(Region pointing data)
----------------
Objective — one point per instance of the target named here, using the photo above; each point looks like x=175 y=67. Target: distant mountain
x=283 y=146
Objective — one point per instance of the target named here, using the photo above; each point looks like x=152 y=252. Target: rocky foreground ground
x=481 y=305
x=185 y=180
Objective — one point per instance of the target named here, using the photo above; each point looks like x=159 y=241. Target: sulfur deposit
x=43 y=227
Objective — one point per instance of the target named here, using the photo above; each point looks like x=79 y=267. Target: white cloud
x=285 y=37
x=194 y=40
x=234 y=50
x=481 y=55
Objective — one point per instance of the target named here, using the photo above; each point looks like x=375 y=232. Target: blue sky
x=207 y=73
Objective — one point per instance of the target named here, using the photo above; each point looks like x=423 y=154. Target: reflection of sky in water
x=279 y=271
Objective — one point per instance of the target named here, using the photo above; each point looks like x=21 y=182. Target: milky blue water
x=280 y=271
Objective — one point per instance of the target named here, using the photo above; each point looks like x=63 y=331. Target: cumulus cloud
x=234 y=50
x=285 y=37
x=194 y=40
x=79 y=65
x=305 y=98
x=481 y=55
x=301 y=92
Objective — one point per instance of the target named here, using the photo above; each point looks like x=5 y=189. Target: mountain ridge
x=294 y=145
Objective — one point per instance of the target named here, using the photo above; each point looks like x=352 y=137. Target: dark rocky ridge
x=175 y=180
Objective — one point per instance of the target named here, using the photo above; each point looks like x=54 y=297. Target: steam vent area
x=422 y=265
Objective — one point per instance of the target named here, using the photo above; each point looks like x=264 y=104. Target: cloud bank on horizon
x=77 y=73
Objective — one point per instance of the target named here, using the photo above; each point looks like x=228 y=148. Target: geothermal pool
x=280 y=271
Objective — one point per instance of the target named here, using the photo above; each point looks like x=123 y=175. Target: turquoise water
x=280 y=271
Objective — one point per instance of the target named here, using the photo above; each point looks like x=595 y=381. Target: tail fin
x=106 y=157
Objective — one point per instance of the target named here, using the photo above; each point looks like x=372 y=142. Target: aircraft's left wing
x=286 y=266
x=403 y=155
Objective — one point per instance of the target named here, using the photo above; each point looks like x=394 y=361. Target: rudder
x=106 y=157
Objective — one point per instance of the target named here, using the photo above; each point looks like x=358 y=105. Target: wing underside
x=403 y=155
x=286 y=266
----------------
◆ **WHAT YOU ARE ASKED TO DO**:
Return the data above in full, keeping each line exactly as it stands.

◆ **REPLY**:
Objective — one point per instance of the target named here, using the photo above; each point looks like x=175 y=67. Target: distant mountain
x=283 y=146
Objective — one point per instance of the target named here, using the photo above; each point looks like x=152 y=252. Target: rocky foreground ground
x=481 y=305
x=185 y=180
Objective — one point per instance of the target named here, using the photo above; each point looks like x=159 y=241. Target: sulfur deposit
x=43 y=227
Objective — one point per instance of the target named here, using the photo above; each point looks like x=79 y=267. Target: white cloud
x=285 y=37
x=194 y=40
x=234 y=50
x=481 y=55
Objective — one point per instance of the target named here, using the photo above; each point looks like x=375 y=232. Target: blue sky
x=207 y=73
Objective — one point per instance of the target named here, using the photo above; each point looks like x=423 y=154. Target: reflection of sky in water
x=279 y=271
Objective — one point per instance of the target named here, using the photo above; each point looks like x=21 y=182. Target: milky blue water
x=280 y=271
Objective — one point per instance of the target named here, using the photo above; each point looks like x=63 y=331. Target: cumulus cloud
x=234 y=50
x=285 y=37
x=194 y=40
x=79 y=65
x=305 y=98
x=481 y=55
x=301 y=92
Objective — one point per instance of the target named here, using the photo above; each point looks like x=5 y=189. Target: mountain ridge
x=294 y=145
Objective — one point per instance of the target named here, using the photo above; each point looks like x=352 y=137. Target: dark rocky ridge
x=175 y=180
Objective — one point per instance of the target named here, using the photo above; each point looks like x=54 y=297. Target: steam vent area
x=422 y=265
Objective — one point per instance of the target named here, using the photo above; each point looks like x=264 y=104. Target: cloud bank on horizon
x=77 y=73
Objective — one point per instance of the target named here, using the photo above; each point looks like x=228 y=148. Target: geothermal pool
x=280 y=271
Objective — one point per instance of the target named here, using the photo above; each point looks like x=123 y=175. Target: turquoise water
x=280 y=271
Objective — one point per instance of the target named here, using the photo above; each point looks like x=595 y=381. Target: tail fin
x=106 y=157
Objective — one point per instance of the target named here, using the photo above; each point looks like x=372 y=142. Target: aircraft's left wing
x=286 y=266
x=403 y=155
Objective — one point per instance of the target named here, using the photo above; each point looks like x=394 y=361. Target: rudder
x=106 y=157
Objective — one point per instance of the target named here, using the photo above; each point looks like x=358 y=105. Target: wing underside
x=403 y=155
x=286 y=266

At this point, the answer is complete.